- [Work instructions]:
Find every line in the records below that contains the string "grain", and copy each of those lines. Case counts.

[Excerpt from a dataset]
▼
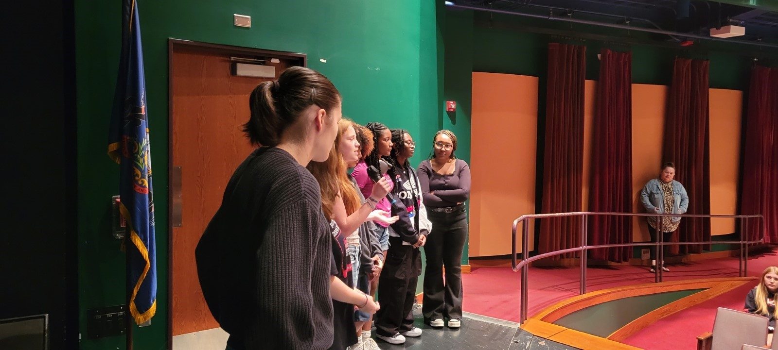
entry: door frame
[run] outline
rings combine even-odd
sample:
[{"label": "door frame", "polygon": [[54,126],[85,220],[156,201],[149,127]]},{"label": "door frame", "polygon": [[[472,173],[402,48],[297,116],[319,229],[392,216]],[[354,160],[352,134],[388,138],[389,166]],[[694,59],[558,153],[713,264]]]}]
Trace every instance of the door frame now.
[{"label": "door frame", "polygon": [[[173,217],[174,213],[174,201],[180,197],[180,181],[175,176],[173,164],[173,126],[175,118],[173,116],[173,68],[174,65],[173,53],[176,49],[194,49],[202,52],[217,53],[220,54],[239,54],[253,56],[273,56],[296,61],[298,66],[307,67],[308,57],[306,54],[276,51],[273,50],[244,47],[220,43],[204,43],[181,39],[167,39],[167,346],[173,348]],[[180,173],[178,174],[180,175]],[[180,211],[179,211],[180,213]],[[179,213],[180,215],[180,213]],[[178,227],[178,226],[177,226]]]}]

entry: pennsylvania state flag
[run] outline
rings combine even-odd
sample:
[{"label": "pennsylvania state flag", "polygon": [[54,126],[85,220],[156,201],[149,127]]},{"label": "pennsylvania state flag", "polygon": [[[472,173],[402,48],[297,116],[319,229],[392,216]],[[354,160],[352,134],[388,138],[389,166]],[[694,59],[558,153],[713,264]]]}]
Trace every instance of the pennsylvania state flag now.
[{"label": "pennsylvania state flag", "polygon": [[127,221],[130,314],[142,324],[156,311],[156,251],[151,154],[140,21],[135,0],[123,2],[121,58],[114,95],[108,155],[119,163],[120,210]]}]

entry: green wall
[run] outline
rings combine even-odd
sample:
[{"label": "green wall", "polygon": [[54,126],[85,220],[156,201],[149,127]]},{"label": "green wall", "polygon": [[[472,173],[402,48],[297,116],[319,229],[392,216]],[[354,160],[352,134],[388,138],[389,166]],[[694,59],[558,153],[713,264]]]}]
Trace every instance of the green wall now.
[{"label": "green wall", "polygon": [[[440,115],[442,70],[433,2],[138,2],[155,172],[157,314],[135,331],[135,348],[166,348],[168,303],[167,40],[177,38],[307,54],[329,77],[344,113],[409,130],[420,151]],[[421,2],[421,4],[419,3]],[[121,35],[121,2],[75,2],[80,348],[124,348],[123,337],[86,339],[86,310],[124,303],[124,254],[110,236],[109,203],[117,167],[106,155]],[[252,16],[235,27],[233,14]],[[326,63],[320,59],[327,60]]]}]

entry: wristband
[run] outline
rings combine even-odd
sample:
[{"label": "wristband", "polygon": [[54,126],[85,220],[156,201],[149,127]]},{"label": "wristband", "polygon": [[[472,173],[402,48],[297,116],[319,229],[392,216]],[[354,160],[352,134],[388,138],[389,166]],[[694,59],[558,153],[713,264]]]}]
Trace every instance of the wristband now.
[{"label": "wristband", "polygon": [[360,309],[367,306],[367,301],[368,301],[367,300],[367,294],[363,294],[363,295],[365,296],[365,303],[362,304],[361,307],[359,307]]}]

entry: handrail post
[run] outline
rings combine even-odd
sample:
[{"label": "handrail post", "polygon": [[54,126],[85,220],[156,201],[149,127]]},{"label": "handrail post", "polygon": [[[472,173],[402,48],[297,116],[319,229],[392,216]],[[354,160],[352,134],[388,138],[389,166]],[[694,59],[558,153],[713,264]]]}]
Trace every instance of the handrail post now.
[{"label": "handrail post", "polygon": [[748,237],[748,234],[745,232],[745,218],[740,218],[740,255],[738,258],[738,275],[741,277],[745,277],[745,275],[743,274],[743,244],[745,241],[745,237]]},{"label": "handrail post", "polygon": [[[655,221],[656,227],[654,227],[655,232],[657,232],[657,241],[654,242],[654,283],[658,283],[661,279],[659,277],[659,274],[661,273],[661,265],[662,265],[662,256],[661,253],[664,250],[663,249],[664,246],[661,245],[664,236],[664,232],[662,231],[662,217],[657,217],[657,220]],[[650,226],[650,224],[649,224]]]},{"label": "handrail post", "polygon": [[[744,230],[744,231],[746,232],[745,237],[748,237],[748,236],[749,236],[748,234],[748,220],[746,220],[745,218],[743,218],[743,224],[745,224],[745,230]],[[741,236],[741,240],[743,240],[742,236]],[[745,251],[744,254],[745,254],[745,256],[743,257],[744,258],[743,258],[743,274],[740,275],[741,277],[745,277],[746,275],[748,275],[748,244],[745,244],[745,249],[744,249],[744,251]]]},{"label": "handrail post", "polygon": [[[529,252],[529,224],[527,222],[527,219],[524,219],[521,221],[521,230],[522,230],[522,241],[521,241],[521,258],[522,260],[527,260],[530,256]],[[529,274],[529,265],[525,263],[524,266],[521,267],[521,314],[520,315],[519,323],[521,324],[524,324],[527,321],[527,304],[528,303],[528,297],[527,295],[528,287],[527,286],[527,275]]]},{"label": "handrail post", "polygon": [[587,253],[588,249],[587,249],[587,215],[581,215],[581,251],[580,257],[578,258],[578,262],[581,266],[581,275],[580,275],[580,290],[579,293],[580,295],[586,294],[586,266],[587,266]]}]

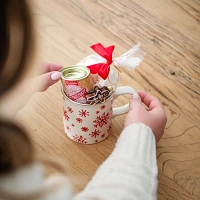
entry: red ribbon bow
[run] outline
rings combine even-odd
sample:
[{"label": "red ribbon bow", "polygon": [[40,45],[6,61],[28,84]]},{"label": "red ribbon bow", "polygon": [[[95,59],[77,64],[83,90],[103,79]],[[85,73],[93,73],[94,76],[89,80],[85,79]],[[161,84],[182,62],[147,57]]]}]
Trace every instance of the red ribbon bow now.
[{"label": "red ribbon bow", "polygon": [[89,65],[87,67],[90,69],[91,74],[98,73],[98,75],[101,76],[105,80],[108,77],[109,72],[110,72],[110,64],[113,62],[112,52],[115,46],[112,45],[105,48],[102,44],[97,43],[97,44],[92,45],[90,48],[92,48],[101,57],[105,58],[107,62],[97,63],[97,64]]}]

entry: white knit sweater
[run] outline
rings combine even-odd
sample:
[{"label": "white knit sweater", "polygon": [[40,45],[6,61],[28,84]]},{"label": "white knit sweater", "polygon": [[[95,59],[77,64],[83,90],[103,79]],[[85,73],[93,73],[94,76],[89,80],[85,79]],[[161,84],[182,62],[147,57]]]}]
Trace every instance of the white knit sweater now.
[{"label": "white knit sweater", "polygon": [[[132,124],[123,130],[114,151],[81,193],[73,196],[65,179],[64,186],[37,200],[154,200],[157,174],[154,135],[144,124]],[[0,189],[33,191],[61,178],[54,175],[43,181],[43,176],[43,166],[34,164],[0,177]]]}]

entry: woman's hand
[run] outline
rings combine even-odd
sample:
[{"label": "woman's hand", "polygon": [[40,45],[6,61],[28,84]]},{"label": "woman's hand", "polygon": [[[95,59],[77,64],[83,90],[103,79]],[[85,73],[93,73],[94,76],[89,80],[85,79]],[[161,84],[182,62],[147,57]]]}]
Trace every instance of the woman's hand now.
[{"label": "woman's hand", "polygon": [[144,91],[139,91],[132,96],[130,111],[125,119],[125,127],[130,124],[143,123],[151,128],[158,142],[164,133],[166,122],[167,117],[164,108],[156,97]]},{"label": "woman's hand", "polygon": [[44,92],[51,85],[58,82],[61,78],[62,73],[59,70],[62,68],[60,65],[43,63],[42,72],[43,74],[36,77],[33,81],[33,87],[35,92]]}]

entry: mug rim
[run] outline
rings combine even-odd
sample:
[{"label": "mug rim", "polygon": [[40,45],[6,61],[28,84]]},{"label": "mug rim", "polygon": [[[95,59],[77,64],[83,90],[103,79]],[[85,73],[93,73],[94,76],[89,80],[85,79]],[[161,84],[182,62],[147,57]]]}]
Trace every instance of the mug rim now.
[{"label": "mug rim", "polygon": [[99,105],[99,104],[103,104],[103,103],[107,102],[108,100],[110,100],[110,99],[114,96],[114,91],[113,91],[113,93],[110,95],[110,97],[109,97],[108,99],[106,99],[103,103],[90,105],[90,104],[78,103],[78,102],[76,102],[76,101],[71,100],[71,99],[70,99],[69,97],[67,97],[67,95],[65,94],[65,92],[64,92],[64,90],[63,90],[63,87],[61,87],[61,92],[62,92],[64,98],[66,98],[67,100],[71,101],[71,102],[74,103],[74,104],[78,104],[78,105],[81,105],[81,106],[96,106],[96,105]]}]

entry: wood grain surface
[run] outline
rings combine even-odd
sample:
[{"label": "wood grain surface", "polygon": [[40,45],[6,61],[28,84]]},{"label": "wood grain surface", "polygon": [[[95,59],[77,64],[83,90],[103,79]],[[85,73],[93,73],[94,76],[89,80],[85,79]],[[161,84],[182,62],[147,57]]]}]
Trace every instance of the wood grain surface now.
▲
▼
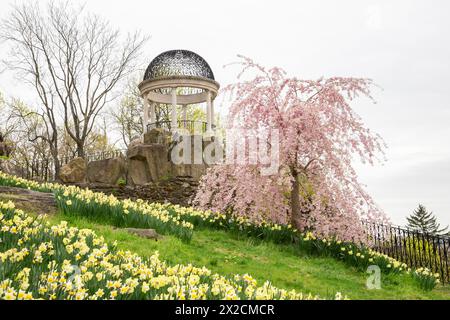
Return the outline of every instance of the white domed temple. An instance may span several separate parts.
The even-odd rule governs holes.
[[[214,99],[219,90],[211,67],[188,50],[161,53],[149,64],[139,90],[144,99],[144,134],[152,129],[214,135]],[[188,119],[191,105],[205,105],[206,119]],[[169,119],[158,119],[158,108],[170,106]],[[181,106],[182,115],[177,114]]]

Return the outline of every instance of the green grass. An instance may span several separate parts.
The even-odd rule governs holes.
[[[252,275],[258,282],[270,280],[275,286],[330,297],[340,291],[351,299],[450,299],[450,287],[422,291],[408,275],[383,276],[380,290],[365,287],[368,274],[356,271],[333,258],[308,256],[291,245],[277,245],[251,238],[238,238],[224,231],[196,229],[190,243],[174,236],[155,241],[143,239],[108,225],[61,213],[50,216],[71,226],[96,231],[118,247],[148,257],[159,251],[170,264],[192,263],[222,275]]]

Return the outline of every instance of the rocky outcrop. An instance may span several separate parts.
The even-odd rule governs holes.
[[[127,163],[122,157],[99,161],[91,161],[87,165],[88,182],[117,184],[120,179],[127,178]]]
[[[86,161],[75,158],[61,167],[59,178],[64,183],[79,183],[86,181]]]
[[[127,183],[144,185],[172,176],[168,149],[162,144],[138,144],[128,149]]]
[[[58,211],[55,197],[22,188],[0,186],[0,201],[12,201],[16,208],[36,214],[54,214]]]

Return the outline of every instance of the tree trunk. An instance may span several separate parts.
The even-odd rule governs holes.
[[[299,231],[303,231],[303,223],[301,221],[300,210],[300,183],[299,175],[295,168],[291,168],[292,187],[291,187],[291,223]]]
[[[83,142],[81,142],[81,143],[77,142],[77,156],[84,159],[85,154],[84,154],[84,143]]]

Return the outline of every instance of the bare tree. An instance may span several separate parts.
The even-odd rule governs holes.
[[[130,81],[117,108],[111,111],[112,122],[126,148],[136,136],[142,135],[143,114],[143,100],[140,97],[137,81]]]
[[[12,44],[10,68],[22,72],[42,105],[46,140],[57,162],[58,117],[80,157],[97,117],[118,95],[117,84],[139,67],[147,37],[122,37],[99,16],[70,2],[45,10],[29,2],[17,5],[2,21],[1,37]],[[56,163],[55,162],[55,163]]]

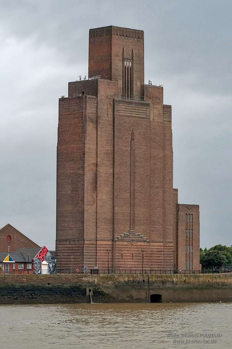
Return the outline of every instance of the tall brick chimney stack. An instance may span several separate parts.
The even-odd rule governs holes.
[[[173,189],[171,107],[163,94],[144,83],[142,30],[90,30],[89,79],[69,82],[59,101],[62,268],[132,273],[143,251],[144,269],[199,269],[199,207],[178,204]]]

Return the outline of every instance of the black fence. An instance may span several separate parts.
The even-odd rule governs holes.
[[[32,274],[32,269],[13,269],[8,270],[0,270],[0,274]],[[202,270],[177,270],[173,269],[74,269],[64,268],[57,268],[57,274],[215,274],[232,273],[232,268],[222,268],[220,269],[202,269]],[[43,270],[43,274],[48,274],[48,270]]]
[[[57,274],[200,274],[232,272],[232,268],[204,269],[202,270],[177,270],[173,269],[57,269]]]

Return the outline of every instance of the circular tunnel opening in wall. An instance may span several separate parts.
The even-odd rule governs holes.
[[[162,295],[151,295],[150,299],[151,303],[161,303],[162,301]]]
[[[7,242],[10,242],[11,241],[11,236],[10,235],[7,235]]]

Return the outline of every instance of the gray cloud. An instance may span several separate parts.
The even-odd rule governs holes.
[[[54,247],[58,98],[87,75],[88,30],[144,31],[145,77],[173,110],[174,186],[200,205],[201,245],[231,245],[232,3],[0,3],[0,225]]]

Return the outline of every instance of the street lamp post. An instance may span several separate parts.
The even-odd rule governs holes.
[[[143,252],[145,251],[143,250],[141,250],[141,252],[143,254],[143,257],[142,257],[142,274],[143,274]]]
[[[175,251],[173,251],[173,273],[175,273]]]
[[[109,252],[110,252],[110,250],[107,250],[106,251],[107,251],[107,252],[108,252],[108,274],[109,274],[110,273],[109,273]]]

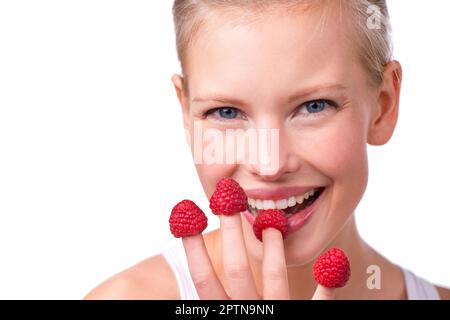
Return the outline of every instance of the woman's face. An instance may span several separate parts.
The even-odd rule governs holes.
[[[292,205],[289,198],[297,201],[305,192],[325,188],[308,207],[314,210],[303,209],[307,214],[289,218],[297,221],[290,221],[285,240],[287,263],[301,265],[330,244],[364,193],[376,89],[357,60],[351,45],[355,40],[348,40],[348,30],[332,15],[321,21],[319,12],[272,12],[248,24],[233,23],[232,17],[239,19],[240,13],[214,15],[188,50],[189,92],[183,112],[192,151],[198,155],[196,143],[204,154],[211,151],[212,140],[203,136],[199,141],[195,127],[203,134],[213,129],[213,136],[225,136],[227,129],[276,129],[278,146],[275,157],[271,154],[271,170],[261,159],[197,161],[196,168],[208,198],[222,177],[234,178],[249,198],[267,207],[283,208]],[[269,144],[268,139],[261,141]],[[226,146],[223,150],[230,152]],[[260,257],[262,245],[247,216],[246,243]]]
▲
▼
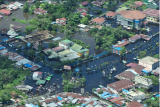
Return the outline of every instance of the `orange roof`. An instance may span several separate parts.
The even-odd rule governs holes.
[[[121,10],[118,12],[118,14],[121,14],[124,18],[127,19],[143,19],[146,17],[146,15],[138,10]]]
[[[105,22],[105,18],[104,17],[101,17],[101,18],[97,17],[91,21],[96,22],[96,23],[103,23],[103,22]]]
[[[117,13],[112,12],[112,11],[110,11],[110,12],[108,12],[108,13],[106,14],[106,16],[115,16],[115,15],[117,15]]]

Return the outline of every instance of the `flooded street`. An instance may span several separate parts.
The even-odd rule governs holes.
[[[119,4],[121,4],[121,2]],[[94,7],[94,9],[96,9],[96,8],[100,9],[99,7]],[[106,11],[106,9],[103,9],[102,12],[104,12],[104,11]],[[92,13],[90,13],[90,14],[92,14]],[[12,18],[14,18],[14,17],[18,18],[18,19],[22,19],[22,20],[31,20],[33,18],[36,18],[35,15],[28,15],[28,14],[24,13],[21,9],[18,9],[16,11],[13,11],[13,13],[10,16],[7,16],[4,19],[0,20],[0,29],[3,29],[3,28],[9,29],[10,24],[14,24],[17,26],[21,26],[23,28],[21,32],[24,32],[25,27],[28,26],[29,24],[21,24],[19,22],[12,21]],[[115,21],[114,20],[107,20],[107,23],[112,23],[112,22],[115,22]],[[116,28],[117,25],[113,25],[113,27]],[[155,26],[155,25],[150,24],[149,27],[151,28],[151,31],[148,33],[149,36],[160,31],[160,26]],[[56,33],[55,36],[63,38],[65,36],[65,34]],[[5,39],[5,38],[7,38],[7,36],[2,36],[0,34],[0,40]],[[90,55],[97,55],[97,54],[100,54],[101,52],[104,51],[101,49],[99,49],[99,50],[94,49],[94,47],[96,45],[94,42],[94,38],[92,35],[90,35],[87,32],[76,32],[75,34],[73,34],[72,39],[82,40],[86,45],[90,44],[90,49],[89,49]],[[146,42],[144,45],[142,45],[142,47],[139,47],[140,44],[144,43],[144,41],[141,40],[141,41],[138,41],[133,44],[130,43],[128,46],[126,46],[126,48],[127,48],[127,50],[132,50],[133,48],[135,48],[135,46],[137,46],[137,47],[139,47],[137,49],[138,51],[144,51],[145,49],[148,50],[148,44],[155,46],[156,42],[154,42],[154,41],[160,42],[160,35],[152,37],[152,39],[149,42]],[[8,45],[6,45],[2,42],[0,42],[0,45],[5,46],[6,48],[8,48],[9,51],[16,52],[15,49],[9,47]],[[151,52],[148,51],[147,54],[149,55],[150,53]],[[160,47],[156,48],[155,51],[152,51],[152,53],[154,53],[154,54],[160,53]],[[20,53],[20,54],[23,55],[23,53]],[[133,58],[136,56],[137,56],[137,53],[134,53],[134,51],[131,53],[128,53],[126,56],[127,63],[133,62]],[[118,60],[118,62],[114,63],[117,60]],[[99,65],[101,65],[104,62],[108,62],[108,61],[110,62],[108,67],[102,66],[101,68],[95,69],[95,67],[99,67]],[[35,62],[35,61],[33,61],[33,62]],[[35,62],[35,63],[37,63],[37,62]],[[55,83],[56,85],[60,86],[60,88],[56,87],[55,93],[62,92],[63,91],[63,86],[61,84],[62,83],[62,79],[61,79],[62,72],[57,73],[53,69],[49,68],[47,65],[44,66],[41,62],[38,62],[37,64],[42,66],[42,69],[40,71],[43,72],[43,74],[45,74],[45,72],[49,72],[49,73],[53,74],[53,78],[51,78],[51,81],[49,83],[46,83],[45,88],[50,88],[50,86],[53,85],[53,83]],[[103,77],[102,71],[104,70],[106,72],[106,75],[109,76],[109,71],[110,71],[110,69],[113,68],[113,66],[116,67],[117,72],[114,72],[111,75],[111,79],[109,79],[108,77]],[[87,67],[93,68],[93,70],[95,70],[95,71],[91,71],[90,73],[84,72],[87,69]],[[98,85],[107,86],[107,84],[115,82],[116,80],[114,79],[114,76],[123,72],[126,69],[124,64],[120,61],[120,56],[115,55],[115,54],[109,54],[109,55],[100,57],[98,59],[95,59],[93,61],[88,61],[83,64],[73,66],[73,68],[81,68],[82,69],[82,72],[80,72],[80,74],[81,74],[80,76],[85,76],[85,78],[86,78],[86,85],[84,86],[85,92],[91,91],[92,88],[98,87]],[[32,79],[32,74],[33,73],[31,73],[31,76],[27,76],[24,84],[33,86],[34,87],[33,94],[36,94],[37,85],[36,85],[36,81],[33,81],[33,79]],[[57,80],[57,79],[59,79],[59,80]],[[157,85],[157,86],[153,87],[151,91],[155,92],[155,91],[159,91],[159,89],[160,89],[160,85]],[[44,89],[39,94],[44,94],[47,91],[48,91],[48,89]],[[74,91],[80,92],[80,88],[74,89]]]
▲
- [Solution to the exercise]:
entry: wood grain surface
[{"label": "wood grain surface", "polygon": [[40,45],[6,61],[28,84]]},{"label": "wood grain surface", "polygon": [[[95,59],[77,64],[83,90],[103,79]],[[85,73],[93,73],[94,76],[89,80],[85,79]],[[161,84],[182,62],[147,57]]]}]
Trace every instance of the wood grain surface now.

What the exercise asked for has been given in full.